Find the line containing "Place a point on each instance of the eyeglasses, giving". Return it and every line after it, unchanged, up to and including the last line.

* Start Exercise input *

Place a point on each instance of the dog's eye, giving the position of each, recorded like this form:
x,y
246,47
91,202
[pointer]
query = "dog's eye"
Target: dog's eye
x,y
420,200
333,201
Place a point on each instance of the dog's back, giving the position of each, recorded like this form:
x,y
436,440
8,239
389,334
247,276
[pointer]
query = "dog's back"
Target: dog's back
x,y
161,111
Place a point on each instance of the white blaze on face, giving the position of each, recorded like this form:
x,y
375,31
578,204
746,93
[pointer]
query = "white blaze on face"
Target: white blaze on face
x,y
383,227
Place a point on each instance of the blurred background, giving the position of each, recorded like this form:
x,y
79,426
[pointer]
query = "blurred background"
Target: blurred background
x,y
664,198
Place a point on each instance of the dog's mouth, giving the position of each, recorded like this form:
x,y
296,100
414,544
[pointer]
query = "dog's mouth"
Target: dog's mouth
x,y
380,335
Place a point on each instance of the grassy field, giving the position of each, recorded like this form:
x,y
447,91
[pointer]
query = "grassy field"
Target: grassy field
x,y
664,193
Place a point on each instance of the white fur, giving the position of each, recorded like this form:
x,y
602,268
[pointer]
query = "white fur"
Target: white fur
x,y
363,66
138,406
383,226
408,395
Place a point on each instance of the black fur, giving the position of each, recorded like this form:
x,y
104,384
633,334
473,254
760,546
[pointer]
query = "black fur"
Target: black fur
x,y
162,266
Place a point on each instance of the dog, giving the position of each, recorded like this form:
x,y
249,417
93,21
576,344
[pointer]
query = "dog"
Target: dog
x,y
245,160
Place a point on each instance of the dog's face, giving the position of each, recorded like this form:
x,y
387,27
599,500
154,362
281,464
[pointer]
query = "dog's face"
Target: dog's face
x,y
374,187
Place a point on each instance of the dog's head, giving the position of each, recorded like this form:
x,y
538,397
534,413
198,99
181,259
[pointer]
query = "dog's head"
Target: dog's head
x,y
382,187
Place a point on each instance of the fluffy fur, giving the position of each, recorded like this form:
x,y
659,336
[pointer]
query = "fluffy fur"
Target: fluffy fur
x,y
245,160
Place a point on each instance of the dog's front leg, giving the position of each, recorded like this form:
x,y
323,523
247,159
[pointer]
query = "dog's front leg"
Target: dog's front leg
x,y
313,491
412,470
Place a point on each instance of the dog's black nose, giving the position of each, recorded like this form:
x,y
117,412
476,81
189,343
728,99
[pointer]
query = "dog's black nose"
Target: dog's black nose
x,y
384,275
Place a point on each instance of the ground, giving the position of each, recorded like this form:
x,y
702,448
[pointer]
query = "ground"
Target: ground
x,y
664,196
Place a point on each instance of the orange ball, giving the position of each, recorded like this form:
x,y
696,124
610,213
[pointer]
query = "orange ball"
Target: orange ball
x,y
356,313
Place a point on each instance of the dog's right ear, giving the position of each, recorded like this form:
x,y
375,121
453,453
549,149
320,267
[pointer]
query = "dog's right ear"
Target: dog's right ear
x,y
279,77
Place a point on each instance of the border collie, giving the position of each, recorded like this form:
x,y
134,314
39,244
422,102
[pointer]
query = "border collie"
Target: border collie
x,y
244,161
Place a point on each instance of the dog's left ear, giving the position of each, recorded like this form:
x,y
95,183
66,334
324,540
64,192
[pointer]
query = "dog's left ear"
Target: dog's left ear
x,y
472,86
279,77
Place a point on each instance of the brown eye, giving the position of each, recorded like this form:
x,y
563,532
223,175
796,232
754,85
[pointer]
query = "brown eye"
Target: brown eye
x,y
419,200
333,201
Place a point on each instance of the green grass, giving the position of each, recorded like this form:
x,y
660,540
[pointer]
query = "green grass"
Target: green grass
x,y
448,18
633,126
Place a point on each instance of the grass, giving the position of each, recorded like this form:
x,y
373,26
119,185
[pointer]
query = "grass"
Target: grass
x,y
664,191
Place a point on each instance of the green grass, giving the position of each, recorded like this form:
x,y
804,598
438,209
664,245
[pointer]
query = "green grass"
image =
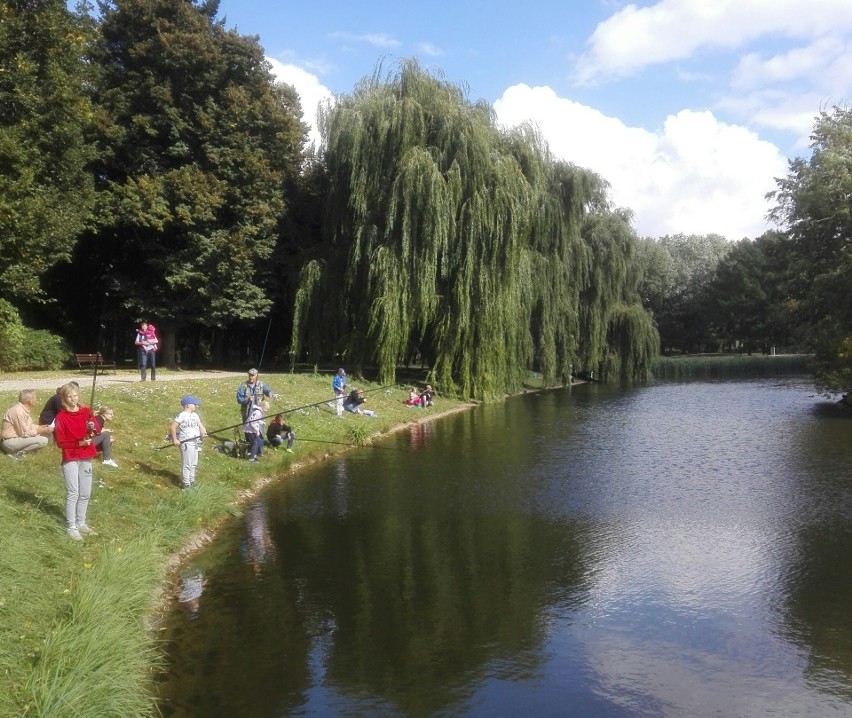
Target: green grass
x,y
78,620
700,366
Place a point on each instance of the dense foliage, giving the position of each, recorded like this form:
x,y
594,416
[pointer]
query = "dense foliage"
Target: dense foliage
x,y
45,188
196,145
814,203
469,248
150,166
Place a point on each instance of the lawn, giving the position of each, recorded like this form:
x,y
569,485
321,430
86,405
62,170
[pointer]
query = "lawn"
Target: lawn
x,y
78,620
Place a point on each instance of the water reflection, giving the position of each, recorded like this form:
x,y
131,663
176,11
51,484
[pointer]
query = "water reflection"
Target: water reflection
x,y
668,551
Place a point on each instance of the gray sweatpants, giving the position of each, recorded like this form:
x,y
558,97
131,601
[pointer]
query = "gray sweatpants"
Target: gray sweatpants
x,y
189,456
78,489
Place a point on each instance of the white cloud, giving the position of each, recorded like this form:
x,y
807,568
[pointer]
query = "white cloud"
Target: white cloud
x,y
311,93
427,48
380,40
785,91
696,175
634,38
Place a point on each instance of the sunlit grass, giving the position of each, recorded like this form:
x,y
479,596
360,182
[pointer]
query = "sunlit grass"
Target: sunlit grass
x,y
75,636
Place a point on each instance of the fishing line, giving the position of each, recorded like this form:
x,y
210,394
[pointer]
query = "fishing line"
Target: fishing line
x,y
274,413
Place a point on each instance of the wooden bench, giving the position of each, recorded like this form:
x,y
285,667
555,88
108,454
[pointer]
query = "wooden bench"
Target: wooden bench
x,y
94,359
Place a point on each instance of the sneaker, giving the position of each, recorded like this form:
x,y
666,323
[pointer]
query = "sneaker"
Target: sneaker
x,y
74,533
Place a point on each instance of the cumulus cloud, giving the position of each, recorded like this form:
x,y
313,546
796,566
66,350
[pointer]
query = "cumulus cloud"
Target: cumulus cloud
x,y
380,40
694,175
634,37
311,93
427,48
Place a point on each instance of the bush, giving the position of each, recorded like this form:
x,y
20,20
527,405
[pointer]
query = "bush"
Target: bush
x,y
22,348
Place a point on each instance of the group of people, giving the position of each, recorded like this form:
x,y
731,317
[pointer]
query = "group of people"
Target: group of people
x,y
76,430
353,401
81,433
21,435
251,396
422,399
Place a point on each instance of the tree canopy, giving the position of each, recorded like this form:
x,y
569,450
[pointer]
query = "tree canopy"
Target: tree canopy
x,y
45,186
462,244
814,204
197,142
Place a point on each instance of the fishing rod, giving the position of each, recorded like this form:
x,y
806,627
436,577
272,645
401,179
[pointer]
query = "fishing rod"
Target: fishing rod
x,y
348,443
97,362
263,351
286,411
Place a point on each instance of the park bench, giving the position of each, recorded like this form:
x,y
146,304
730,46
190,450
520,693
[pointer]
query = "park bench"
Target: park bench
x,y
94,359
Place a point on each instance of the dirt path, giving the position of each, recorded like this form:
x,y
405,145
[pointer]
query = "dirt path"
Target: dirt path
x,y
51,381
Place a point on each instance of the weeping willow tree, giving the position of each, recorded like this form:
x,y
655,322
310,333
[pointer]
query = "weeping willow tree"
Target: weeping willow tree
x,y
462,244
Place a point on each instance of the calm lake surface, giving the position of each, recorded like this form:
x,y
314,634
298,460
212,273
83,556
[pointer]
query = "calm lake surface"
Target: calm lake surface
x,y
675,549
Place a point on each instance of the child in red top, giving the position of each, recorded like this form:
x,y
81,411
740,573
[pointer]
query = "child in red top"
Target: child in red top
x,y
74,432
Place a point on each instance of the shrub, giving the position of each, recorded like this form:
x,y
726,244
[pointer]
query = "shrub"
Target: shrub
x,y
22,348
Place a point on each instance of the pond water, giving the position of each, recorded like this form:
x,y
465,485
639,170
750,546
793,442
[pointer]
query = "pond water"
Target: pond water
x,y
673,549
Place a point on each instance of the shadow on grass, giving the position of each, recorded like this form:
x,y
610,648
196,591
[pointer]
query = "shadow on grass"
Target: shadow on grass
x,y
164,474
39,503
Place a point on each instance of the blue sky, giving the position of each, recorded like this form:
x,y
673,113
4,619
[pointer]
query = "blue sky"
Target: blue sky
x,y
689,108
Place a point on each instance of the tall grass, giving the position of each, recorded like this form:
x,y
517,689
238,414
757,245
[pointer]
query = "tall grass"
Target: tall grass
x,y
76,617
721,366
98,656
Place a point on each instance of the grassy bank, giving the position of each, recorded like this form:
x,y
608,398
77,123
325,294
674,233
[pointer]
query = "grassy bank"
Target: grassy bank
x,y
75,618
722,366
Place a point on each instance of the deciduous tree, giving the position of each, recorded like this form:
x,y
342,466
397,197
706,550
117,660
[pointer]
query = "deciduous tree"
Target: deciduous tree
x,y
197,145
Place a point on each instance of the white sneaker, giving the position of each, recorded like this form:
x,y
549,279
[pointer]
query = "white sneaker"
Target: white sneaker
x,y
74,533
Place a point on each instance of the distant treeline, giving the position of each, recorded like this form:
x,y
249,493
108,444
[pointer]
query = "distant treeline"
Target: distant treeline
x,y
151,167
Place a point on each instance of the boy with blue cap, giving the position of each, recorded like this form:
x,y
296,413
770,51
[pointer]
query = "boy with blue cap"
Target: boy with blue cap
x,y
187,432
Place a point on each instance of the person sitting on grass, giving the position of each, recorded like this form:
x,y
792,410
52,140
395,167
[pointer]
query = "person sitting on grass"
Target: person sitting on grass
x,y
353,403
413,398
278,431
427,396
20,436
104,440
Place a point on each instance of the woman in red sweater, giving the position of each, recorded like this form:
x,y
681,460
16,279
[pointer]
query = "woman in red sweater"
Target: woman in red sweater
x,y
74,431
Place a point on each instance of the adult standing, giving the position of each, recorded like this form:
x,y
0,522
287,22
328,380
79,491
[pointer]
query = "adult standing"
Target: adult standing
x,y
19,435
147,344
52,407
251,392
338,385
74,433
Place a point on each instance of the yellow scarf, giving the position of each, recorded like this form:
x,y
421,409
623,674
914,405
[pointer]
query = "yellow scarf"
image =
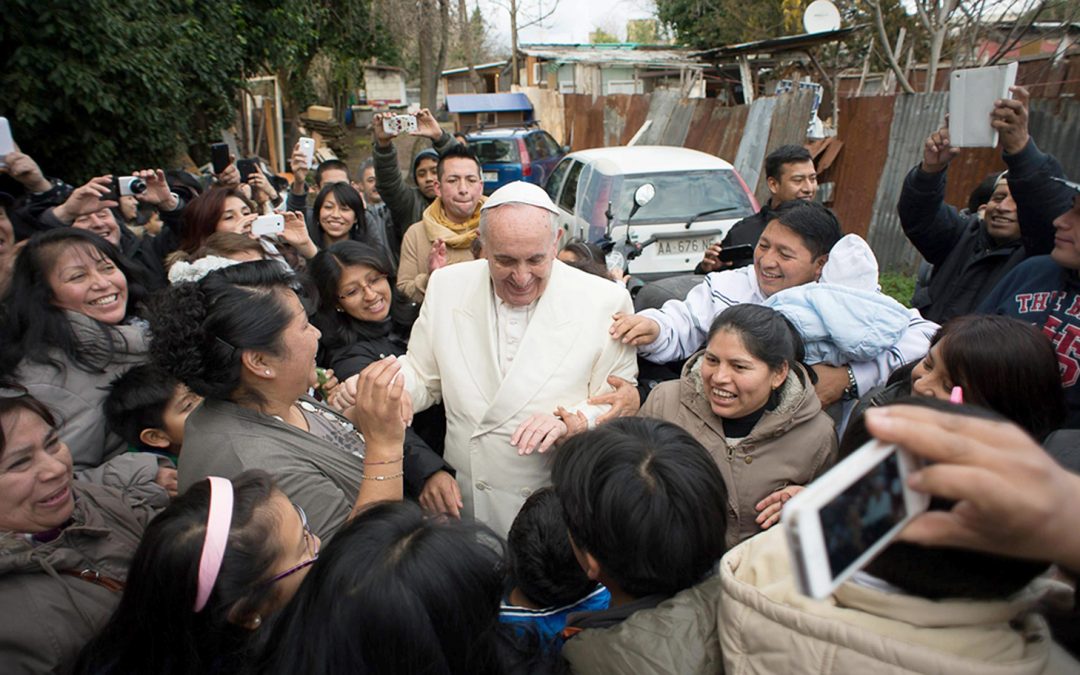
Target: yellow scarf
x,y
437,225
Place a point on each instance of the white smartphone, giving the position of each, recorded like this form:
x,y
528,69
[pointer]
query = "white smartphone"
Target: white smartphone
x,y
399,124
849,515
7,143
308,147
266,226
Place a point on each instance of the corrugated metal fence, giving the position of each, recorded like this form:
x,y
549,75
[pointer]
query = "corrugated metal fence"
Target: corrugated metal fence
x,y
882,139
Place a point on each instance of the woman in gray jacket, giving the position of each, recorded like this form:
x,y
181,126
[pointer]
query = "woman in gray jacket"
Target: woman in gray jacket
x,y
752,404
65,544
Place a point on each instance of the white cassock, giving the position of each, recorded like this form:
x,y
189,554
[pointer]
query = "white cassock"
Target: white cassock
x,y
562,358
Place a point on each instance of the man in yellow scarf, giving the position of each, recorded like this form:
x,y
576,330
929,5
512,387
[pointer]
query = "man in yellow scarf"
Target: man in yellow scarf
x,y
448,228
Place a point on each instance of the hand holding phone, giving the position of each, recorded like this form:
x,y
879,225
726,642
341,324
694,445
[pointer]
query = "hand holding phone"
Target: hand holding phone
x,y
849,515
7,143
307,147
267,226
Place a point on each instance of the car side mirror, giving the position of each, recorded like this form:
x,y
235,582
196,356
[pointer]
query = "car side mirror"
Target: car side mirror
x,y
643,196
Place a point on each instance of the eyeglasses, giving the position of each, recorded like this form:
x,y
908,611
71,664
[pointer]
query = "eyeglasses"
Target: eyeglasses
x,y
372,284
308,538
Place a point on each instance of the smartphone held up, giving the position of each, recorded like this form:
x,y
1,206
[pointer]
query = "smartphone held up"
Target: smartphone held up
x,y
849,515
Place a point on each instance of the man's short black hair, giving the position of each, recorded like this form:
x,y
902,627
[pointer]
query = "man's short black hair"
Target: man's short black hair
x,y
456,151
646,500
137,401
936,572
332,165
784,154
815,225
541,561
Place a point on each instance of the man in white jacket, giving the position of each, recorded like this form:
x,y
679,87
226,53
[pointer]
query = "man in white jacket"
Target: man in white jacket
x,y
793,251
504,342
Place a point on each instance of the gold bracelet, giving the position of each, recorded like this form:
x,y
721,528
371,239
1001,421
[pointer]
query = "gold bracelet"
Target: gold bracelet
x,y
389,477
389,461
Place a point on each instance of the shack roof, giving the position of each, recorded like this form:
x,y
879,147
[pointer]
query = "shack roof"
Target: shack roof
x,y
629,54
487,103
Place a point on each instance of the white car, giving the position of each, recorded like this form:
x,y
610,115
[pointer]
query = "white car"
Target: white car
x,y
697,198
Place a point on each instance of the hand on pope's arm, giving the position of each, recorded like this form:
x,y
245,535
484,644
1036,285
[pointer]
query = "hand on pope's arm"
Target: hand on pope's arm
x,y
538,433
769,509
1010,118
1011,497
634,329
441,495
624,401
85,199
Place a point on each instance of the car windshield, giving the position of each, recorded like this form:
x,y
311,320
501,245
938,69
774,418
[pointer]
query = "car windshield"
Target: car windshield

* End Exercise input *

• **Result of this task**:
Place a point on each instance of the eyeglasses, giving the position of each, recorded like this form:
x,y
908,611
71,664
[pointer]
query = "eyeglasses"
Target: eyeglasses
x,y
372,284
308,538
Place a point on each instance of the smartphone held up, giving the position of each, recorded like this form:
x,y
1,206
[pointer]
query = "smartphone held up"
Target: smartphone held up
x,y
849,515
Place a point on each instance of the man's short black hair, giving the position of each, recorded like this form:
x,y
902,627
[pointer]
query = "man's short black hair"
Target: man's short black hair
x,y
456,151
646,500
137,401
936,572
332,165
784,154
815,225
541,561
Place a point on each instance of the man in white jacket, giving the position of each, recorded like this form:
x,y
679,87
226,53
[pointer]
query = "man in white jacket"
Target: man in white jacket
x,y
793,251
504,342
Place a point on each instance of the gold bracelet, giving the position of each, recorded like this form:
x,y
721,528
371,239
1001,421
[pointer]
query = "gold bracelet"
Target: gold bracelet
x,y
389,477
389,461
Place a point on each instance of the shack roof, giving the position of each, recorded like this form:
x,y
879,147
[pointer]
query = "shack roof"
Target: shack roof
x,y
629,54
487,103
Place a point on each instance of the white car, giving the position of each, recorded like this form:
x,y
610,115
[pointer]
query = "white car"
Target: white car
x,y
697,198
Place a point on each instance of the hand on pope's arm, giving the position of each, recorded like this form:
x,y
245,535
484,644
1036,285
[pointer]
query = "hand on pope's arm"
Target: hand on pope's arm
x,y
538,433
769,509
1010,118
1011,497
634,329
441,495
624,401
85,199
Place a point on each instance of the car windshield, giving the position of each, recorded like this form:
x,y
311,320
501,245
938,69
774,418
[pointer]
query = "car windshield"
Target: car windshield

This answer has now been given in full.